START
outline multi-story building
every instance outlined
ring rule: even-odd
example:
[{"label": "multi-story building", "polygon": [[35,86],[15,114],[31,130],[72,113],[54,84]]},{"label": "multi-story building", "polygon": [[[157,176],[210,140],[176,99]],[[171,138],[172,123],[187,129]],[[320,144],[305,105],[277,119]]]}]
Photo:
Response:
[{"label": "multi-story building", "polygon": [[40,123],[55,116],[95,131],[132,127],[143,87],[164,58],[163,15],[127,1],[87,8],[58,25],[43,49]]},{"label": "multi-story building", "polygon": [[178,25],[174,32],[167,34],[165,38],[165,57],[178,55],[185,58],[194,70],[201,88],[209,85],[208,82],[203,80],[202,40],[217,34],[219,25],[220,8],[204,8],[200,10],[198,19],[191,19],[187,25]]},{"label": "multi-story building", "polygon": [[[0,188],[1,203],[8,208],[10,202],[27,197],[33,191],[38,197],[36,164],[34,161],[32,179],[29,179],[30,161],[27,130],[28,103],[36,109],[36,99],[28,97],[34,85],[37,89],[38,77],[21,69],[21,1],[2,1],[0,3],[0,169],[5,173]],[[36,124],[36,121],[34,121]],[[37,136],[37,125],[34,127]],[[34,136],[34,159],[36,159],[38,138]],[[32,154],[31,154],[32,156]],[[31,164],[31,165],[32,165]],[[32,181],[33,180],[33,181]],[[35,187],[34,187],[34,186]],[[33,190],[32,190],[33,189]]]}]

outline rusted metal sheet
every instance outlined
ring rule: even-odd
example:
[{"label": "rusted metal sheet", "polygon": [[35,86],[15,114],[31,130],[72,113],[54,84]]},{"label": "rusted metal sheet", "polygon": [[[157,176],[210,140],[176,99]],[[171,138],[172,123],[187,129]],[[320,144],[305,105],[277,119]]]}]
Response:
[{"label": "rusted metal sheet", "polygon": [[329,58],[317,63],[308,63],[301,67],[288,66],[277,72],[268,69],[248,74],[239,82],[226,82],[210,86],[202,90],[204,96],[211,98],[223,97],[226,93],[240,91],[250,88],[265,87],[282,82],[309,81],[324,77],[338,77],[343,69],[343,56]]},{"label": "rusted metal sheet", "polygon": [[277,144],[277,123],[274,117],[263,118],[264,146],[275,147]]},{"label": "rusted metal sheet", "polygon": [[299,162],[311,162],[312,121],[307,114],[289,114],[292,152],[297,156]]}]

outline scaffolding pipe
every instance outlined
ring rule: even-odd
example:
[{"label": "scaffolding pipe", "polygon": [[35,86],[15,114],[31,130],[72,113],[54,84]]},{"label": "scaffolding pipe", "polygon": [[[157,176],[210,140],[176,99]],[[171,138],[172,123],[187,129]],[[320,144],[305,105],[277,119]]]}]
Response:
END
■ **YOUR TASK**: Write out the items word for word, from the line containing "outline rusted metal sheet" through the end of the items, including both the first and the last line.

■ **SOLVED EXERCISE**:
outline rusted metal sheet
every instance outlined
ring rule: even-odd
example:
[{"label": "rusted metal sheet", "polygon": [[35,86],[15,114],[31,130],[72,113],[54,84]]},{"label": "rusted metal sheet", "polygon": [[[157,176],[210,140],[176,99]],[[171,138],[172,123],[187,129]],[[320,144],[305,105],[277,119]]]}]
Response:
[{"label": "rusted metal sheet", "polygon": [[329,58],[317,63],[308,63],[301,67],[288,66],[277,72],[268,69],[248,74],[239,82],[226,82],[210,86],[202,90],[204,96],[211,98],[223,97],[226,93],[240,91],[250,88],[265,87],[282,82],[309,81],[324,77],[338,77],[343,69],[343,56]]},{"label": "rusted metal sheet", "polygon": [[277,144],[277,123],[274,117],[263,118],[264,146],[275,147]]},{"label": "rusted metal sheet", "polygon": [[299,162],[311,162],[312,121],[307,114],[289,114],[292,152],[297,156]]}]

outline scaffolding pipe
every instance outlined
ring rule: even-odd
example:
[{"label": "scaffolding pipe", "polygon": [[35,86],[15,114],[31,130],[72,113],[54,84]]},{"label": "scaffolding pipe", "polygon": [[[157,176],[210,140],[176,99]],[[171,138],[172,123],[187,129]],[[320,144],[305,105],[277,119]]]}]
Response:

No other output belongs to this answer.